Document section -
━━━

However, in our case of learning imbalanced data, the majority classes might be of our great interest. It is desirable to have a classifier that gives high prediction accuracy over the majority class, while maintaining reasonable accuracy for the minority classes. Therefore, we will leave it as it is.

 

Text Representation

 
The classifiers and learning algorithms can not directly process the text documents in their original form, as most of them expect numerical feature vectors with a fixed size rather than the raw text documents with variable length. Therefore, during the preprocessing step, the texts are converted to a more manageable representation.

One common approach for extracting features from text is to use the bag of words model: a model where for each document, a complaint narrative in our case, the presence (and often the frequency) of words is taken into consideration, but the order in which they occur is ignored.

━━━

(Records excerpted from a collection)

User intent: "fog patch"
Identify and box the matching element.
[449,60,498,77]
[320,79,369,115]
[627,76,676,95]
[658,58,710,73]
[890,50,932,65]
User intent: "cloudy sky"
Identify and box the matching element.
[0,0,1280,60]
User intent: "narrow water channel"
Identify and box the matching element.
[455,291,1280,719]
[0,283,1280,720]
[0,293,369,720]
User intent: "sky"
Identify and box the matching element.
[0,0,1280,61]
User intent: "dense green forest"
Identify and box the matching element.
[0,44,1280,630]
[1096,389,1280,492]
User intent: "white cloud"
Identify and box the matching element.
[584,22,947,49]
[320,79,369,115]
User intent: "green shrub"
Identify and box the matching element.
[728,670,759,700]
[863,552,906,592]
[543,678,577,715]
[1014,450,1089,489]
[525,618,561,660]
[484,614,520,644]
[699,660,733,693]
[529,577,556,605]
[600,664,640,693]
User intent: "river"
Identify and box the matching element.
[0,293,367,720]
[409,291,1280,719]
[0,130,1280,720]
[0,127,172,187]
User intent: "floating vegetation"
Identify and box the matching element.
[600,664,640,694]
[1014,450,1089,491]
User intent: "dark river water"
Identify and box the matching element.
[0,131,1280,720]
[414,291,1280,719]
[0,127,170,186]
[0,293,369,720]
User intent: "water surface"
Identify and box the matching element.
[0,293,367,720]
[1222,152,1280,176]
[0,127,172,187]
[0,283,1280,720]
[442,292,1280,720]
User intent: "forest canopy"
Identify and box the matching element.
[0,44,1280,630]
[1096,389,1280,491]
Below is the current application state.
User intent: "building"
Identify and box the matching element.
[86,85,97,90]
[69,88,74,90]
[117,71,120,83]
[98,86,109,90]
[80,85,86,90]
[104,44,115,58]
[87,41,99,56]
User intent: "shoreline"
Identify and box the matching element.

━━━

Required actions -
A: Answer these questions from the passage on text classification:
(i) While the classifier gives high prediction accuracy over the majority class, what level of accuracy should it keep for the minority classes?
(ii) What do most classifiers and learning algorithms expect to receive instead of raw text documents of variable length?
(iii) Under the bag of words model, what aspect of the words is ignored?
B: Set down verbatim the portion of the passage on text classification between "The classifiers and" and "occur is ignored.", inclusive.
C: Resume the passage on text classification from the point at which it stops.

Answers for the exercise -
A:
(i) Reasonable accuracy.
(ii) Numerical feature vectors with a fixed size.
(iii) The order in which they occur.

B:
The classifiers and learning algorithms can not directly process the text documents in their original form, as most of them expect numerical feature vectors with a fixed size rather than the raw text documents with variable length. Therefore, during the preprocessing step, the texts are converted to a more manageable representation.

One common approach for extracting features from text is to use the bag of words model: a model where for each document, a complaint narrative in our case, the presence (and often the frequency) of words is taken into consideration, but the order in which they occur is ignored.

C:
Specifically, for each term in our dataset, we will calculate a measure called Term Frequency, Inverse Document Frequency, abbreviated to tf-idf. We will use sklearn.feature_extraction.text.TfidfVectorizer to calculate a tf-idf vector for each of consumer complaint narratives:

  • sublinear_df is set to True to use a logarithmic form for frequency.
  • min_df is the minimum numbers of documents a word must be present in to be kept.
  • norm is set to l2, to ensure all our feature vectors have a euclidian norm of 1.
  • ngram_range is set to (1, 2) to indicate that we want to consider both unigrams and bigrams.
  • stop_words is set to "english" to remove all common pronouns ("a""the", ...) to reduce the number of noisy features.
from sklearn.feature_extraction.text import TfidfVectorizer

tfidf = TfidfVectorizer(sublinear_tf=True, min_df=5, norm='l2', encoding='latin-1', ngram_range=(1, 2), stop_words='english')

features = tfidf.fit_transform(df.Consumer_complaint_narrative).toarray()
labels = df.category_id
features.shape


(4569, 12633)

Now, each of 4569 consumer complaint narratives is represented by 12633 features, representing the tf-idf score for different unigrams and bigrams.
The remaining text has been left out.